[Collection entries]

################

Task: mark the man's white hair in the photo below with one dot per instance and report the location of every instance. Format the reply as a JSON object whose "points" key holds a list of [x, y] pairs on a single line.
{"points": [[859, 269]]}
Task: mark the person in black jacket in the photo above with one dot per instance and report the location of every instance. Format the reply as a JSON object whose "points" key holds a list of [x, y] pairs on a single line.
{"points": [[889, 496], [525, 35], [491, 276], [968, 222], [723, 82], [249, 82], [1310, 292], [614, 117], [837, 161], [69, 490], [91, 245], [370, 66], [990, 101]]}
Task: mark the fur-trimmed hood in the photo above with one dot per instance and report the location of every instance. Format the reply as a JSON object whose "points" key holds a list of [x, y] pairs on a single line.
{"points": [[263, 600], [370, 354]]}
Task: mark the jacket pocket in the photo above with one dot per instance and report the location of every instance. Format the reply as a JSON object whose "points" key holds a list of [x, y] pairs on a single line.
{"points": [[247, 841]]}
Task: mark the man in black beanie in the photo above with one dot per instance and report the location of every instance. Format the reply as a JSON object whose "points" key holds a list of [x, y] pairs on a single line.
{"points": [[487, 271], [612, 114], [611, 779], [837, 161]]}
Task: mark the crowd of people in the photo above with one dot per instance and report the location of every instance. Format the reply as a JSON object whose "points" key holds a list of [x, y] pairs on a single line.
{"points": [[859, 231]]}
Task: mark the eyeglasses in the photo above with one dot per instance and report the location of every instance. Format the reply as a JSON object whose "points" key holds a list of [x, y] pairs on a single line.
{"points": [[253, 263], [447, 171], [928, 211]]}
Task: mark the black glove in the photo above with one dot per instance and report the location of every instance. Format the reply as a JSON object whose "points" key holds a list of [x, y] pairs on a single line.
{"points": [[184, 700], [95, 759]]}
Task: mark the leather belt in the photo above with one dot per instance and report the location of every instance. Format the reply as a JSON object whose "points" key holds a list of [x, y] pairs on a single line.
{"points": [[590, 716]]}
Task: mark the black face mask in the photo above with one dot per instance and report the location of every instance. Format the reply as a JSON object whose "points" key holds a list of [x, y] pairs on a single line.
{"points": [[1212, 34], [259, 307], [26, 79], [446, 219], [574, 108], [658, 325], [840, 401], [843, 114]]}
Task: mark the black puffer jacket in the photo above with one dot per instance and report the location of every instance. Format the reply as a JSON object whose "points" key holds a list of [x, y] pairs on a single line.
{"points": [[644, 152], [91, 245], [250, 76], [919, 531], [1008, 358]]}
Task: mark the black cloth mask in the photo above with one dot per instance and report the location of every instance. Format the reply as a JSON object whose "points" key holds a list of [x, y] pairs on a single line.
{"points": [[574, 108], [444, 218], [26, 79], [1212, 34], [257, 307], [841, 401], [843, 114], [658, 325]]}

################

Aim of the task
Every entry should be reproduced exactly, with no part omitted.

Solution to the problem
Task: mark the man's white hair in the photo below with one dot per instance and report the location of every instance. Format the reply as a JSON object whose "points" key holds a list of [x, y] pairs on a single line.
{"points": [[859, 269]]}
Task: mark the person in black jacket in the photo above with one dot per instance and report the location of every instance. Format the reply as a JSON object whose "points" key holds a list of [x, y] pairs on a single line.
{"points": [[889, 496], [525, 35], [491, 276], [968, 222], [723, 82], [249, 82], [1310, 292], [614, 117], [837, 161], [69, 490], [91, 245], [370, 66], [990, 101]]}
Task: mark the fur-trimmed hood in the photo above with one dot per instance and report the location of every instance. Format the reply as a JSON object whose "points" key holds a list of [x, y] pairs on a single line.
{"points": [[263, 600], [370, 354]]}
Task: mark the jacket pocket in the photo above with one dot per instance and report the location of every instance. Format the reply as a JSON object whose "points" key holds a list of [x, y] pairs on a single line.
{"points": [[247, 841]]}
Task: mark the man in black beanie in the photo above with one dot per instance and report the location of every instance. Format the reply as a JSON object whose "points" key holds a list of [x, y] pairs on a single line.
{"points": [[487, 271], [612, 114], [611, 779], [837, 161]]}
Task: mark the crowd of people in the photo above with one dot per instance and report the location of every instance. Format the reply as a JSON object whose "points" key holds a list of [x, y] pairs on a single line.
{"points": [[859, 231]]}
Task: mark the eyeglasses in the photo above with one dot per instance and report the location of every instance. Format the reply as a JSON object whose "points" key holds a list of [x, y] pairs on a single line.
{"points": [[253, 263], [447, 171], [928, 211]]}
Task: mark the black glove in the photo above with one dot per instance and report the location of every instance. Format the reply as a JSON object whose "points" key holds a list of [x, y] pairs on a single line.
{"points": [[184, 700], [95, 759]]}
Task: mark the leather belt in the photo above with one dot per instance and report the location of every instance. Format the reply as a JSON object whose "points" key holds a list of [x, y] pairs on a single line.
{"points": [[590, 716]]}
Task: mark the black face mask in the photo above with one dot per instance and report the location of every instance. Format the reply as a JSON object whose "points" key holds a list of [x, y] pairs on a single line.
{"points": [[1212, 34], [259, 307], [26, 79], [446, 219], [574, 108], [658, 325], [840, 401], [843, 114]]}
Task: mark the black puffer jacket in the photo above with one dot per instance and report the location of every instance. Format the reply as a JSON object whose "points" key holds a list of [x, y] pairs on a single line.
{"points": [[644, 152], [91, 245], [250, 76], [919, 531], [1008, 358]]}
Task: mark the black cloth mask in the photo above with one dot per instance and report the location of every instance. Format the reply as a JSON object whose "points" key holds a list of [x, y] pairs on a single line.
{"points": [[574, 108], [444, 218], [26, 79], [1212, 34], [257, 307], [841, 401], [843, 114], [658, 325]]}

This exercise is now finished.